» **Saved entries**:
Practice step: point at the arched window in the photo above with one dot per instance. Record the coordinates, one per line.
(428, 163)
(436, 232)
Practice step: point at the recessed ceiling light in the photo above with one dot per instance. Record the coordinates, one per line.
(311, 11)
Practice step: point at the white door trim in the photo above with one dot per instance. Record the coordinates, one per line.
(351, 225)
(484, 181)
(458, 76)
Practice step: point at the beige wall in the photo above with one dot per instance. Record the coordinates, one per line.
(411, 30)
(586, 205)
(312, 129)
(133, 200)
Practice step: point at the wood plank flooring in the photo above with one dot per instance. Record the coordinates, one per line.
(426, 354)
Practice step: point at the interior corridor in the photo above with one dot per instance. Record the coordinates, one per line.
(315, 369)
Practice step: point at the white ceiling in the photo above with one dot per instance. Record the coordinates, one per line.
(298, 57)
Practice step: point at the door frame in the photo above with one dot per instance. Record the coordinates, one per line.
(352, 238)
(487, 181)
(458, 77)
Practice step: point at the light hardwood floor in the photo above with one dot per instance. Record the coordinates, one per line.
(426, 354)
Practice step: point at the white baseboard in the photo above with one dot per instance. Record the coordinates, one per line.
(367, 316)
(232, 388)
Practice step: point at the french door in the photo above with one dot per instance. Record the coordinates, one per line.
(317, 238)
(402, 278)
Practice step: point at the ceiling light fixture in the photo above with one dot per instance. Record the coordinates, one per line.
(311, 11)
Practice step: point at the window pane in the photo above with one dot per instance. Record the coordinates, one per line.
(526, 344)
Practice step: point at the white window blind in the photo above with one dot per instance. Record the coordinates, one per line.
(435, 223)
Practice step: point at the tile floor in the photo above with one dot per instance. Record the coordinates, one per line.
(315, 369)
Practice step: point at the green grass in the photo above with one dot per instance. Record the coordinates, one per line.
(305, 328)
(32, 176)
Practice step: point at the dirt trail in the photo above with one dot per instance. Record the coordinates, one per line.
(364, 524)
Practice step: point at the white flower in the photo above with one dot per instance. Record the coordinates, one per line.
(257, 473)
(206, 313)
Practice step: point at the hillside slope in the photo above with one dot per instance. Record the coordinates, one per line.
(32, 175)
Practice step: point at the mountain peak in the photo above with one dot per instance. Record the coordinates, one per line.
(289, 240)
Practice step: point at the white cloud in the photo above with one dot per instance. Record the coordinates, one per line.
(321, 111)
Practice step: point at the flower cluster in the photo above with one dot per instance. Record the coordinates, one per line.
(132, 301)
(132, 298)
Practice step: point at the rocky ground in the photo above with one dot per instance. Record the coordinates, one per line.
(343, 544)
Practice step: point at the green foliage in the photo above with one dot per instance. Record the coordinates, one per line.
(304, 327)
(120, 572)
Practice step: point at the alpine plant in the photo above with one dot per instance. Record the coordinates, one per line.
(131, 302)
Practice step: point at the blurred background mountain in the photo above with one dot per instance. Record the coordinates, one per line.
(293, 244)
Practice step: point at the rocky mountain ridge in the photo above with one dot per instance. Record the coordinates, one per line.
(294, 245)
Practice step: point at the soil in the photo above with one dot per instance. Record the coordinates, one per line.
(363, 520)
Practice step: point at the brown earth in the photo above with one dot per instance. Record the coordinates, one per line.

» **YOUR INSTRUCTIONS**:
Every entry is to be restated exactly, with no line dropped.

» **EXERCISE SOLUTION**:
Practice step: point at the arched window in the photo above with one dot per instance. Record the coordinates, one per line.
(428, 163)
(436, 232)
Practice step: point at the recessed ceiling light in the photo above with one dot per instance. Record the coordinates, one per line.
(311, 11)
Practice step: point at the white door trim in the photo above with one dot per instance. Record the coordinates, one per line.
(351, 225)
(484, 181)
(458, 76)
Practice step: point at the beige wall in the photo above with one dot per instance. Record the coordinates, one per line.
(411, 30)
(586, 205)
(312, 129)
(133, 200)
Practice step: point at the wood plank flooring in the photo above with one dot per instance. Record the coordinates, one per line.
(426, 354)
Practice step: point at the interior corridor in the photo above with one dot per instance. Record the coordinates, one per line.
(315, 369)
Practice step: point at the white ceiling in the photo above with one dot per instance. Record the coordinates, one per line.
(298, 57)
Practice step: point at the door frame in the photo above with one dot per instance. Record the coordinates, one per line.
(352, 238)
(487, 181)
(458, 77)
Practice step: point at the light hardwood floor in the photo above with one dot per instance. Record the coordinates, one per line.
(426, 354)
Practice step: point at the white baseboard in the photo above with one dot per instance. Record the coordinates, one per line.
(367, 316)
(232, 388)
Practice step: point at the french door in the photo above with one dot per instance. Record the coordinates, one per line.
(317, 238)
(402, 278)
Practice step: point at the ceiling light fixture in the photo above with one dot per instance. Record the coordinates, one per line.
(311, 11)
Practice step: point at the window pane in the photo above with one dot per instance. Record the coordinates, one per line.
(526, 344)
Practice step: point at the white window blind in the photo above with one dot per instance. Record the coordinates, one per line.
(435, 223)
Practice step: point at the tile floor in the photo above with one dot per instance. Record the coordinates, one per line.
(315, 369)
Practice step: point at the green grass in the photo above with one dot per instance. Record the coordinates, one per line.
(305, 328)
(32, 176)
Practice step: point at the dirt trail in the photo above with one dot per instance. Record the coordinates, one per line.
(364, 524)
Practice step: point at the white flower in the photo above with one dot per instance. Record the coordinates, one per line.
(257, 473)
(206, 313)
Practice step: point at the hillside slope in the photo above with one dot per instance. Record the coordinates, one per line.
(32, 175)
Practice step: point at the mountain peak in the photo above with one dot per instance. Record the coordinates, one per line.
(289, 240)
Practice step: point at the white cloud in the photo above with one dot per instance. Record the coordinates, one per line.
(321, 111)
Practice step: point at the flower cluster in the photo above with one dot per instance. Record the coordinates, one per line.
(132, 301)
(132, 298)
Practice step: point at the rocky ground in the photo above with one dot per instance. Record the coordinates, one per line.
(343, 544)
Practice step: point at the green foliage in the photo above with one dot per instance. Record the coordinates, one per line.
(304, 327)
(120, 572)
Practice step: point at the alpine plant in the photo above with one dot per instance. Record the coordinates, one per line.
(131, 302)
Practice step: point at the blurred background mountain in the photo above with one dot per instance. Record the coordinates, one per line.
(293, 244)
Practice step: point at the rocky mountain ridge in the photo above with one dot per instance. Record the coordinates, one per line.
(294, 245)
Practice step: point at the soil in the photo above with one dot per instance. Record the coordinates, one per line.
(363, 520)
Practice step: point at the brown earth in the photo above with one dot per instance. Record the coordinates, one per line.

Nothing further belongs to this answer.